Exercise aim>
Please copy the lines of the listing below word for word, from the line containing "Trace the outline of every instance of the **skin**." through the line containing "M 481 235 L", inclusive. Leave the pictures out of your copy.

:::

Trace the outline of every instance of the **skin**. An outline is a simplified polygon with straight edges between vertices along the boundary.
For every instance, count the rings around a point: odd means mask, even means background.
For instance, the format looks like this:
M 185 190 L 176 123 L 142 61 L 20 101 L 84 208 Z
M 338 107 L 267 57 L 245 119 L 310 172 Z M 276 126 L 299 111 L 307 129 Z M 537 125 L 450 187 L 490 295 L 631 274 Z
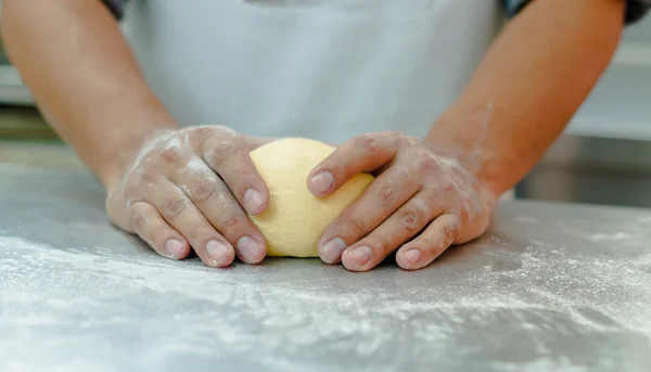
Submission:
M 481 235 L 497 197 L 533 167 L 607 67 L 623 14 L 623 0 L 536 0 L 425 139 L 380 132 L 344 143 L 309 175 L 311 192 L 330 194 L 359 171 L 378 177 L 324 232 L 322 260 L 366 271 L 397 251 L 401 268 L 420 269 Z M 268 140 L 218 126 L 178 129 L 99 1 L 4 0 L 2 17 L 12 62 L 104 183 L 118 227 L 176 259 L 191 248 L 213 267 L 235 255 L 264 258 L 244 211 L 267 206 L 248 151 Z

:::

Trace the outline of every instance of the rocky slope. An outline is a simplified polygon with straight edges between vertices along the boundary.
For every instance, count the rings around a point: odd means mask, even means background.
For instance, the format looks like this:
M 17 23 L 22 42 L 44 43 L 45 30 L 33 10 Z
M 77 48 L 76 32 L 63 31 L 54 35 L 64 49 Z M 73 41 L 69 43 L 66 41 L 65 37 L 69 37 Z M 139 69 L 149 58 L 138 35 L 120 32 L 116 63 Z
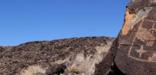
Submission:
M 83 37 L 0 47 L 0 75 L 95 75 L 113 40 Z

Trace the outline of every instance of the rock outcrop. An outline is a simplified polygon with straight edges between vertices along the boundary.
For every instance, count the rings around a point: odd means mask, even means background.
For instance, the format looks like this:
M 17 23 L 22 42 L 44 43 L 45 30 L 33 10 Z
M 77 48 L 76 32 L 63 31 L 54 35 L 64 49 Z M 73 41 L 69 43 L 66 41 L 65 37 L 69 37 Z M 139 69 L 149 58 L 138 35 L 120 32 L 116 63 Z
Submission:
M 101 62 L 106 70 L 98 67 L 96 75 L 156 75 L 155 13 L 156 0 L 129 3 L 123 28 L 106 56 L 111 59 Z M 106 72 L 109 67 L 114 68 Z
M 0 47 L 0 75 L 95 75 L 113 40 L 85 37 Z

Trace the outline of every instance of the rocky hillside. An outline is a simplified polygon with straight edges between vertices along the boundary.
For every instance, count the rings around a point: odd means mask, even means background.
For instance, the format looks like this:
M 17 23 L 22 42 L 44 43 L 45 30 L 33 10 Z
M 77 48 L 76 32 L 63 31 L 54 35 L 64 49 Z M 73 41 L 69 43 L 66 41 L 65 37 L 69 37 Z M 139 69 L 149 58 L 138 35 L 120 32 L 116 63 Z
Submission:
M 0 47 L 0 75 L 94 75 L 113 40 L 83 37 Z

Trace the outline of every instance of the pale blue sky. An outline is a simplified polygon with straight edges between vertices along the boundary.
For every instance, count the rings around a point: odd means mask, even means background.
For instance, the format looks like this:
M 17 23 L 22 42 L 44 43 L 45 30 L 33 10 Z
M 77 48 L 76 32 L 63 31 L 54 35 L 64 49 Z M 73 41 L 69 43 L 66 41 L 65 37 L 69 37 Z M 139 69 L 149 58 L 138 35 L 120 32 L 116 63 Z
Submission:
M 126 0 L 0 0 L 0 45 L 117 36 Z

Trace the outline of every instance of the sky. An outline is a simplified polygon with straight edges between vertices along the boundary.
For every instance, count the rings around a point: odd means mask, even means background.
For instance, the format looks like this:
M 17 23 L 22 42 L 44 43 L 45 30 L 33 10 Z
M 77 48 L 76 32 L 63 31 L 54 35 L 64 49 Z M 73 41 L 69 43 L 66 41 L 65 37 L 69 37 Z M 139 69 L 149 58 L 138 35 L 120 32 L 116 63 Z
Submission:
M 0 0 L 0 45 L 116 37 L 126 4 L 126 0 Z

:::

Final result>
Trace the outline of every instance of the **skin**. An outline is a simplified polygon with straight edges between vertices along the boundary.
For every instance, count the rings around a point: odd means mask, even means background.
For instance, the format looks like this:
M 185 190 L 176 123 L 142 61 L 20 101 L 84 208 Z
M 338 107 L 267 57 L 245 119 L 310 172 Z M 276 126 L 299 111 L 307 129 Z M 537 125 L 450 187 L 490 295 L 631 274 Z
Submission:
M 481 235 L 497 197 L 533 167 L 607 67 L 623 14 L 623 0 L 536 0 L 425 139 L 380 132 L 344 143 L 309 175 L 311 192 L 330 194 L 359 171 L 378 177 L 324 232 L 322 260 L 366 271 L 397 251 L 401 268 L 420 269 Z M 268 140 L 218 126 L 178 129 L 99 1 L 4 0 L 2 17 L 12 62 L 104 183 L 118 227 L 176 259 L 191 248 L 213 267 L 235 255 L 264 258 L 244 211 L 267 206 L 248 151 Z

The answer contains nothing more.